::: EXTRAIT DU DOCUMENT

S’inspirer au-delà des frontières
Félix Rousseau
La chronique Point de mire reflète la position d’Action patrimoine dans certains dossiers chauds. Cet hiver, elle revient sur les propos tenus par des intervenants en patrimoine de divers pays à l’occasion du dernier colloque de l’organisme.
Chaque année, Action patrimoine propose aux professionnels et aux acteurs du milieu de se retrouver pour réfléchir et échanger sur la préservation du patrimoine bâti et des paysages culturels. Sous le thème « Patrimoine international, s’inspirer au-delà des frontières », le colloque de cette année a offert aux participants des expériences et des exemples d’autres pays.
Derrière cet intérêt pour les façons de faire à l’international, il y a cette idée qu’en nous inspirant d’initiatives provenant des quatre coins de la planète, nous pourrons remettre en question, modifier et ainsi améliorer nos pratiques dans le domaine du patrimoine. Plus que jamais, cette perspective élargie est importante. Les menaces qui pèsent sur le patrimoine sont de plus en plus nombreuses, qu’il s’agisse de la pandémie, de la crise climatique ou du manque de financement. C’est sans compter que la notion même de patrimoine ne cesse de s’enrichir et de se complexifier. Comme l’a rappelé le conférencier d’ouverture, Francesco Bandarin, ancien directeur du Centre du patrimoine mondial de l’UNESCO, la pratique de la conservation s’arrime désormais à plusieurs objectifs globaux et doit répondre aux enjeux majeurs auxquels nos sociétés sont confrontées.

::::::

ACTIONS À RÉALISER >>
[1] D’après l’extrait, quel poste Francesco Bandarin occupait-il auparavant ?
[2] Extrayez tel quel le passage de l’extrait qui commence par « Chaque année, Action » et se termine par « exemples d’autres pays. ».

::: LISTE DES DONNÉES

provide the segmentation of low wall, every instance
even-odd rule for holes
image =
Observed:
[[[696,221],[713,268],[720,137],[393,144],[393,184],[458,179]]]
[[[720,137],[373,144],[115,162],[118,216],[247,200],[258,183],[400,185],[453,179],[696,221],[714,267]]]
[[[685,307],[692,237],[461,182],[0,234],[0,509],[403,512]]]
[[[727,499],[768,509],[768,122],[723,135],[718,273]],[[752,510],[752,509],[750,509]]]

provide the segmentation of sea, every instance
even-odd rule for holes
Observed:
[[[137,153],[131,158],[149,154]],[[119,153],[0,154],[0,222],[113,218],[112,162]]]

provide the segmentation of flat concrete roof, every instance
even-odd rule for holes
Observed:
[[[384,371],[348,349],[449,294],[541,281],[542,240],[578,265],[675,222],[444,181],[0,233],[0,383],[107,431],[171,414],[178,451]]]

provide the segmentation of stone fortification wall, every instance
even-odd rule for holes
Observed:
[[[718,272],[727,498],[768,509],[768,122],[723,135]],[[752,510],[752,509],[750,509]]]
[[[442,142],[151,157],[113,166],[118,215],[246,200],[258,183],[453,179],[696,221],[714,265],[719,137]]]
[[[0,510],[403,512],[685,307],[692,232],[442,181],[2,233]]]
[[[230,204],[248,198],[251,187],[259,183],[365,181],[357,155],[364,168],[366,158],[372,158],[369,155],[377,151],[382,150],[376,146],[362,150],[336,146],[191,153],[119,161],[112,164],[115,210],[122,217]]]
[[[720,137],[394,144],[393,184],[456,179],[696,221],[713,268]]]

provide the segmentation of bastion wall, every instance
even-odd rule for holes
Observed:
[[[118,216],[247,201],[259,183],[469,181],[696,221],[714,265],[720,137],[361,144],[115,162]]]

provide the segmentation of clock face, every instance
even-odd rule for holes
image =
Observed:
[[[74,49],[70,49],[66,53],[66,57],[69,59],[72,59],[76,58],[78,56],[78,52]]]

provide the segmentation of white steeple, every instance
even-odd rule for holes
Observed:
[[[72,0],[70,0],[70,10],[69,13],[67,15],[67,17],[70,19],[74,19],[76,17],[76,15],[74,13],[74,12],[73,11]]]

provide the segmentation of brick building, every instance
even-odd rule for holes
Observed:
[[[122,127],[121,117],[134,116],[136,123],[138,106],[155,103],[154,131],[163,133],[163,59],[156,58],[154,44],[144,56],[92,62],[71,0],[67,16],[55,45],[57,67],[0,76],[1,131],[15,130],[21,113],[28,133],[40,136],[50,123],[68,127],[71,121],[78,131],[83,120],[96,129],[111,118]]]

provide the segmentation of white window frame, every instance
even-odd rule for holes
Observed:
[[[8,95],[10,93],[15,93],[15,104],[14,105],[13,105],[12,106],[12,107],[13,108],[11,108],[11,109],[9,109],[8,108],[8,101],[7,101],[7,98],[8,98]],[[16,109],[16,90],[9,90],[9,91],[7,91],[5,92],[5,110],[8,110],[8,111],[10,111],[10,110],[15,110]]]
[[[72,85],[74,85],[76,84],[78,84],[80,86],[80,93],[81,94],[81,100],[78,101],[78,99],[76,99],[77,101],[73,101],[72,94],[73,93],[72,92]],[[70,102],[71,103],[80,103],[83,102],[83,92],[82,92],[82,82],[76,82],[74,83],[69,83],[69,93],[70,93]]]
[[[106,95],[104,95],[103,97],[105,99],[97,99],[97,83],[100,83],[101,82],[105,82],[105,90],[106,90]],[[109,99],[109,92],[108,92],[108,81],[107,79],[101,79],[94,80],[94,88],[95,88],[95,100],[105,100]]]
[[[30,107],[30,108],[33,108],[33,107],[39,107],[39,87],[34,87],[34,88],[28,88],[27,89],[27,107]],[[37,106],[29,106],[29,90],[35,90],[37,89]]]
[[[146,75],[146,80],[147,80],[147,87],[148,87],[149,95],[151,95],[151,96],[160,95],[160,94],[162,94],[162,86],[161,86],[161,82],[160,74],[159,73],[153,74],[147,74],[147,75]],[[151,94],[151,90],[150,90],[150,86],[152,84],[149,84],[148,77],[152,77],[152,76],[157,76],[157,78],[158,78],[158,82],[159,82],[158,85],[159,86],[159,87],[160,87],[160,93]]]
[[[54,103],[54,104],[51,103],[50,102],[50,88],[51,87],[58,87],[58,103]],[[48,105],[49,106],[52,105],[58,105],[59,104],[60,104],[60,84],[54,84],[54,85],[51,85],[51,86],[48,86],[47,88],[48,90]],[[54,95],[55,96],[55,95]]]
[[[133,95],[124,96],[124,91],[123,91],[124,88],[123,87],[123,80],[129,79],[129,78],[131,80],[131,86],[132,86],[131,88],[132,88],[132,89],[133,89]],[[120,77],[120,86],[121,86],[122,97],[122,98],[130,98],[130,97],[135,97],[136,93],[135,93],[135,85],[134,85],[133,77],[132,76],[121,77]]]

::::::

RÉPONSES PAR CONSIGNE >>
[1] Il était directeur du Centre du patrimoine mondial de l’UNESCO.

[2]
Chaque année, Action patrimoine propose aux professionnels et aux acteurs du milieu de se retrouver pour réfléchir et échanger sur la préservation du patrimoine bâti et des paysages culturels. Sous le thème « Patrimoine international, s’inspirer au-delà des frontières », le colloque de cette année a offert aux participants des expériences et des exemples d’autres pays.